* Requirement: Restate word for word every entry that appears below, skipping its pictures.

* Photo-based referring expression data:
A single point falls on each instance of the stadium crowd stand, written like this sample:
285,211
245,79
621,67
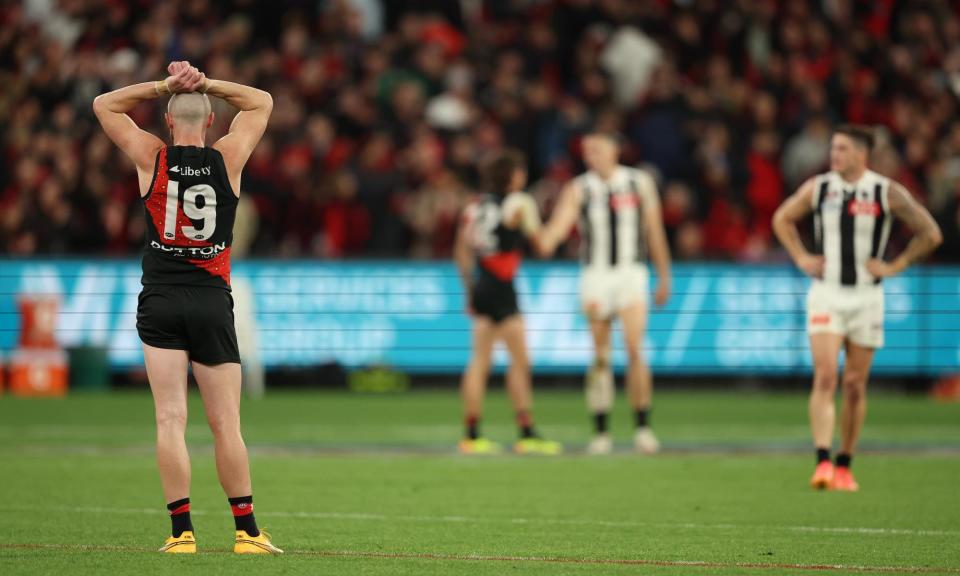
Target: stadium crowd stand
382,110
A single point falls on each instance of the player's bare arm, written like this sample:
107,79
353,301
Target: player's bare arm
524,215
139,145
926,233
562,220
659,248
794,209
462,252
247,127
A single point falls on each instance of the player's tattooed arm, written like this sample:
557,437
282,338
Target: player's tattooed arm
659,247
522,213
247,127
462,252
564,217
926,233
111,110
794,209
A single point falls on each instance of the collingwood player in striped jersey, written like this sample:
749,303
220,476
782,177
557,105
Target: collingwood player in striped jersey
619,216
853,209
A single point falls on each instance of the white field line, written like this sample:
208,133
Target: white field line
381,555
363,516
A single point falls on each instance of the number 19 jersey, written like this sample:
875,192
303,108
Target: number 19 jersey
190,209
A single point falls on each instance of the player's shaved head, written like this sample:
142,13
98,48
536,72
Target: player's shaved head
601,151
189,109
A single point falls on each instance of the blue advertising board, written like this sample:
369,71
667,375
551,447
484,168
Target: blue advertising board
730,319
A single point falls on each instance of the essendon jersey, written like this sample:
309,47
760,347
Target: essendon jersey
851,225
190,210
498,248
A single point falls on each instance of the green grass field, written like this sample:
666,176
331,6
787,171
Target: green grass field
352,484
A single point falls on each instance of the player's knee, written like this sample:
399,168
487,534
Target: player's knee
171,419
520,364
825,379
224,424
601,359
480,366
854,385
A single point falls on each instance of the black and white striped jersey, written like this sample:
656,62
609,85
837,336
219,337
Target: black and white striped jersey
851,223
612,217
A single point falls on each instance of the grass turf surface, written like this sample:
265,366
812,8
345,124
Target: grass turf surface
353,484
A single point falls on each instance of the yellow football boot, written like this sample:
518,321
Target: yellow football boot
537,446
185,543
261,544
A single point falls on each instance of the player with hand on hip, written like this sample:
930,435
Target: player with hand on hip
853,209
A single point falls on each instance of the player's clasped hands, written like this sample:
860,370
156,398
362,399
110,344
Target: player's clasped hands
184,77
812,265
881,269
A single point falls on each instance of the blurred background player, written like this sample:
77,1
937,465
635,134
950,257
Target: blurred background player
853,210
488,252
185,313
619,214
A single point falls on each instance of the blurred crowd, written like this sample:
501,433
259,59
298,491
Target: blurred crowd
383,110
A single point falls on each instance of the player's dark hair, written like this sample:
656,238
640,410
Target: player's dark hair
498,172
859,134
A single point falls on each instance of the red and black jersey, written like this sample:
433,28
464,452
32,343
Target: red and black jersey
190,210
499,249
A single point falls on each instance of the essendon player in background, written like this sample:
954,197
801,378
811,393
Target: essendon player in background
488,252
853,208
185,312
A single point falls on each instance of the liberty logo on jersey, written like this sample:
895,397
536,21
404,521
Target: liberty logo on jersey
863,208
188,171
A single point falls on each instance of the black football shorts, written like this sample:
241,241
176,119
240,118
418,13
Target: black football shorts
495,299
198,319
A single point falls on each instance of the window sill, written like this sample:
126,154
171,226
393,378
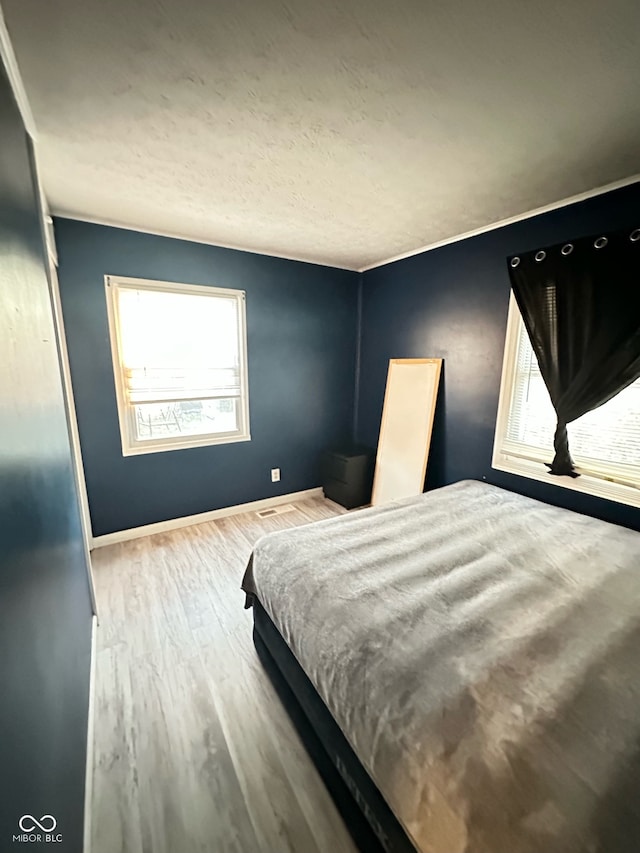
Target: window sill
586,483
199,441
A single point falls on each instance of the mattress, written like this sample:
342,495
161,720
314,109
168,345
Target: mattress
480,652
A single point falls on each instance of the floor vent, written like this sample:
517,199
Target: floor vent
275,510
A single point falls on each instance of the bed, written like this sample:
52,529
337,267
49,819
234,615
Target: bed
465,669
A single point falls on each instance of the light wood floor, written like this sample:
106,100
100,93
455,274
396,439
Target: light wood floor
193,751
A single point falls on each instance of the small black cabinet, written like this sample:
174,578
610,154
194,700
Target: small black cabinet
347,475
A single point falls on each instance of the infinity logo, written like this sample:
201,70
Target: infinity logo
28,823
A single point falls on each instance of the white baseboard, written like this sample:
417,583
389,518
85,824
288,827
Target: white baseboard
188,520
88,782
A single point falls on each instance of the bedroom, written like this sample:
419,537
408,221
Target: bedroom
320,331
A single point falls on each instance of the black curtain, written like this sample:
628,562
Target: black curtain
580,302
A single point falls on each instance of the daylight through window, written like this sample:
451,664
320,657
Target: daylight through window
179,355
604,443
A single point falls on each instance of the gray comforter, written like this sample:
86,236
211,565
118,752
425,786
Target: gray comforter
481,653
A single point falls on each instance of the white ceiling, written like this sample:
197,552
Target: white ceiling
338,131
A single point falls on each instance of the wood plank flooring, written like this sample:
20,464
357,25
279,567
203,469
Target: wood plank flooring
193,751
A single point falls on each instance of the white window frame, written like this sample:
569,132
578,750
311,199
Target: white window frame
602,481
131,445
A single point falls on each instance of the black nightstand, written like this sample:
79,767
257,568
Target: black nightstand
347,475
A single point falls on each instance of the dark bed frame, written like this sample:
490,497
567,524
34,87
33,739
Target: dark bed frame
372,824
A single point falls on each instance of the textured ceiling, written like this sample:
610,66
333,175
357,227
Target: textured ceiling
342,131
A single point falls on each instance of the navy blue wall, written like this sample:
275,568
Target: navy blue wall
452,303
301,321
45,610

* Output for this exercise:
A single point falls on each instance of the stadium crowd stand, written like this sample:
285,211
245,79
621,67
Target: stadium crowd stand
382,110
A single point falls on each instance of the player's bare arm, written like this sample:
107,79
353,301
Target: player's bare arm
524,215
139,145
926,233
562,220
659,248
794,209
462,252
247,127
A single point falls on each instance of the player's tattooed arm, written like this sample:
557,437
282,338
Target: player's tattooed arm
659,247
522,213
247,127
462,252
564,217
926,233
111,110
794,209
A single point falls on each instance of the collingwood player in striped jersey, written like this sample:
749,303
220,476
782,177
557,105
Target: collingwood player in striped jersey
619,216
853,209
A single point falls on each instance of the white field line, written like this sample:
208,133
Target: white field line
381,555
363,516
A single point falls on each instance of the number 19 jersey, written like this sample:
875,192
303,108
Target: number 19 jersey
190,209
A single point falls on each instance of the player's shaved head, written like this sample:
142,13
98,48
536,72
Target: player's shaved head
601,151
189,109
A single point falls on each instance of the blue advertising board, written like this sample:
369,71
667,375
551,447
484,168
Target: blue advertising board
730,319
A single point falls on each instance of the essendon jersey, written like this sample:
309,47
760,347
Target: essendon jersey
851,225
190,210
498,248
A single point falls on each instance of the green grass field, written like this sample:
666,176
331,6
787,171
Target: green grass field
352,484
A single point falls on each instance of the player's knee, written like this sample:
399,168
487,534
Target: player's knee
171,419
520,364
825,379
224,424
601,359
480,366
854,385
A single point falls on each instance of the black and white striped jersey, written like this sample:
656,62
609,85
837,336
219,337
Target: black and white striped jersey
851,223
612,217
A single point falls on each instance of the grass turf surface, written like this sample:
265,366
812,8
345,124
Target: grass turf surface
353,484
A single point falls on each instance of the yellow football boot, written like this sample:
518,321
Target: yellow football boot
537,446
185,543
261,544
A single point falls on each instance of the player with hand on hip, written like this sample:
930,435
Target: player with hand on hip
853,209
A single point falls on each instance of the player's clasped hands, written like this sample:
860,370
156,398
362,399
110,344
Target: player's clasped hands
184,77
812,265
881,269
A single point falls on each instance of the blurred background player, written like this sample:
77,1
937,465
635,134
950,257
Target: blurred background player
853,210
488,252
185,313
619,214
A single point falls on each instance of the blurred crowd, written like this sample:
501,433
259,59
298,491
Target: blurred crowd
383,110
A single point falls on each instance of the player's dark hair, written like this sample:
656,238
640,410
Target: player's dark hair
498,172
859,134
A single point falls on each instance of the red and black jersey, written like this sample:
433,28
464,452
32,343
Target: red and black jersey
190,210
499,249
A single point falls on each instance of the essendon player in background, written like this sample:
954,197
801,378
811,393
Target: essendon player in background
488,252
853,208
185,312
A single point falls on each instance of the liberty logo on jersey, written like this sample:
895,397
536,21
404,521
Target: liberty logo on jersey
863,208
188,171
A single point falls on each instance of the black football shorts, written like this sample:
241,241
176,119
240,118
418,13
Target: black football shorts
495,299
198,319
A single point falls on each instance of the window sill, written like this sample:
126,154
171,226
393,378
Target: window sill
586,483
199,441
A single point falls on each instance of the mattress, written like this sample:
342,495
161,720
314,109
168,345
Target: mattress
480,652
A single point falls on each instance of the floor vent, written like this sample:
517,199
Target: floor vent
275,510
A single point falls on each instance of the bed, written like this sample:
52,529
337,267
49,819
234,615
Target: bed
465,669
A single point falls on each instance of the light wood floor, written like this sample:
106,100
100,93
455,274
396,439
Target: light wood floor
193,751
A single point falls on each instance of the small black cabinet, written like this sample:
174,578
610,154
194,700
Target: small black cabinet
347,475
A single point falls on each instance of the infinity logo, written like this sample:
201,70
Target: infinity logo
28,823
A single point falls on each instance of the white baseboard, written like this sample:
417,583
389,518
85,824
288,827
Target: white baseboard
188,520
88,782
A single point falls on each instance of the bedroom, written like this sample:
419,537
408,221
Target: bedroom
320,331
A single point falls on each instance of the black curtain, written like this sample:
628,562
Target: black curtain
580,302
A single point falls on each instance of the daylight through window, written like this sample:
451,664
320,657
Target: daylight through window
179,355
604,443
A single point falls on each instance of the gray comforter, written like this sample:
86,236
211,565
118,752
425,786
Target: gray comforter
481,653
A single point falls on each instance of the white ceiling, written like this sample:
197,552
Target: white ceiling
338,131
A single point falls on each instance of the wood plank flooring, written like this sample:
20,464
357,25
279,567
203,469
Target: wood plank flooring
193,751
A single point falls on each instance of the white window frame, written like this sample:
569,132
578,750
311,199
Target: white window frame
602,481
131,445
A single point falls on each instance of the black nightstand, written like this sample:
79,767
257,568
Target: black nightstand
347,475
A single point falls on each instance of the dark bed frame, written like this sample:
490,497
567,524
34,87
33,739
Target: dark bed frame
372,824
A single point falls on each instance of the textured ceiling, written like this sample:
610,66
333,175
357,227
Target: textured ceiling
342,131
A single point falls on each instance of the navy blue wall, written like this sample:
275,568
Target: navy blue wall
452,303
301,321
45,610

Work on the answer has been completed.